AVAILABLE RECORDS:
══════════

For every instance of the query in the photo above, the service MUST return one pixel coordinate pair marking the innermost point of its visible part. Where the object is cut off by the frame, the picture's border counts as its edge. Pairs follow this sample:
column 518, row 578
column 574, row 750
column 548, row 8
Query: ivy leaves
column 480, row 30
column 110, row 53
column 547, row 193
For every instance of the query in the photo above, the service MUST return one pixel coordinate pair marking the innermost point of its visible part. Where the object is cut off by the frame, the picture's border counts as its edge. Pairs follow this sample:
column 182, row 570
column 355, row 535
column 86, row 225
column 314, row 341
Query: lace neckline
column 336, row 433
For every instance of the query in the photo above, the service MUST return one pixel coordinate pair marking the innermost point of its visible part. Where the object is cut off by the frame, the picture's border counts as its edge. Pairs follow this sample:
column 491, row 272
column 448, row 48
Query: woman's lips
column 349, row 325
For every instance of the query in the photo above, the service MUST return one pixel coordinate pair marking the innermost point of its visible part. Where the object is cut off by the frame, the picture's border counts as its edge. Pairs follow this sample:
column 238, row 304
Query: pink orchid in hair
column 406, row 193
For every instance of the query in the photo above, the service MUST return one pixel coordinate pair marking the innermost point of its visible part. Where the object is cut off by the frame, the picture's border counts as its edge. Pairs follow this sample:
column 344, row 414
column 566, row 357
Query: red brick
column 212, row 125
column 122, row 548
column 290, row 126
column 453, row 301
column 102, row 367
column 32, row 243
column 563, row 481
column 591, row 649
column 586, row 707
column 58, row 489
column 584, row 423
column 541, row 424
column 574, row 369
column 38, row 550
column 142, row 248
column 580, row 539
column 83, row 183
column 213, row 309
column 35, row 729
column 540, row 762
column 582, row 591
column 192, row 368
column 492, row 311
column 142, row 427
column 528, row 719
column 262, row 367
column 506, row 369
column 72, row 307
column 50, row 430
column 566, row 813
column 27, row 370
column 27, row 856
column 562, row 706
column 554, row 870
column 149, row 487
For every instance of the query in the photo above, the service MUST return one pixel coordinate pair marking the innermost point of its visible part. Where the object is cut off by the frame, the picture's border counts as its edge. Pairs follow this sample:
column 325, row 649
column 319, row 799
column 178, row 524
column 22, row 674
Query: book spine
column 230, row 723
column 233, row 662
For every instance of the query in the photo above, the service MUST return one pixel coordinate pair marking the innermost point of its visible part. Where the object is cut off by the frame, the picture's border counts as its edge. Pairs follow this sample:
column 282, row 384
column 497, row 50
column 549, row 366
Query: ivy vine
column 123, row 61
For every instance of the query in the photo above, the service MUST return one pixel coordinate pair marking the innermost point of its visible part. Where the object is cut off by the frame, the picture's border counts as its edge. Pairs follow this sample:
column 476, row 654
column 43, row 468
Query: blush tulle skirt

══════════

ACTION ITEM:
The whole listing should be transcribed word for word.

ANSWER SECTION:
For every instance of the query in the photo above, the service MUST return one pixel coordinate pair marking the innermost point of its visible part. Where the object is cut off by the frame, the picture's border counts as its edge. Pairs follow this sample:
column 518, row 578
column 574, row 750
column 548, row 8
Query: ivy leaves
column 480, row 30
column 110, row 53
column 547, row 193
For every instance of the query in the photo above, the service MUST return one pixel coordinate pair marking the innermost point of its visible part. Where the object is cut off by the frame, the picture's border counts as its edge. Pairs follow this sample:
column 182, row 570
column 355, row 535
column 86, row 225
column 314, row 341
Query: lace neckline
column 336, row 433
For every instance of the query in the photo above, the service MUST return one pixel coordinate pair marking the innermost point of its visible part. Where the object is cut off by the frame, the picture's border counts as its edge. Pairs follow this sample:
column 491, row 272
column 448, row 48
Query: woman's lips
column 349, row 325
For every instance of the query in the photo above, the service MUST return one pixel coordinate pair marking the innermost point of its visible part. Where the object is cut off by the frame, the picture's border counts as its edge. Pairs follow this sample:
column 238, row 304
Query: pink orchid in hair
column 406, row 193
For every instance of the query in the photo above, the service MUST return one pixel coordinate pair marking the innermost point of its visible part. Where the object is cut off by the frame, the picture's border counts as its edge. Pairs follow this sample:
column 344, row 414
column 566, row 357
Query: red brick
column 212, row 125
column 122, row 548
column 290, row 126
column 453, row 301
column 102, row 367
column 32, row 243
column 563, row 481
column 591, row 649
column 586, row 707
column 58, row 489
column 584, row 423
column 541, row 424
column 574, row 369
column 38, row 550
column 142, row 248
column 580, row 539
column 83, row 183
column 213, row 309
column 35, row 729
column 540, row 762
column 582, row 591
column 192, row 368
column 492, row 311
column 142, row 427
column 528, row 719
column 262, row 367
column 506, row 369
column 72, row 307
column 50, row 430
column 566, row 813
column 27, row 370
column 27, row 856
column 562, row 706
column 554, row 870
column 149, row 487
For every instance of the query in the photo above, the service MUST return one pixel coordinate pair marking the innermost point of its visible part. Where the object is cut off by the frame, the picture's border counts as its edge. Pairs follow this sample:
column 325, row 649
column 319, row 799
column 178, row 524
column 22, row 674
Query: book spine
column 230, row 723
column 233, row 662
For every instance of the query in the photo above, the service MUST return one pixel coordinate pair marking the innermost point of its visible part. Where the object is cut off by the frame, the picture's border counts as its edge. Pairs follow this sample:
column 282, row 384
column 497, row 50
column 549, row 366
Query: ivy vine
column 123, row 61
For every instance of the query in the photo above, the service MUST return one pixel coordinate pair marking the innermost point of its visible part. Where the object is cut off by the frame, the picture's border counts as its edge. Pairs follow this sample:
column 476, row 654
column 43, row 468
Query: blush tulle skirt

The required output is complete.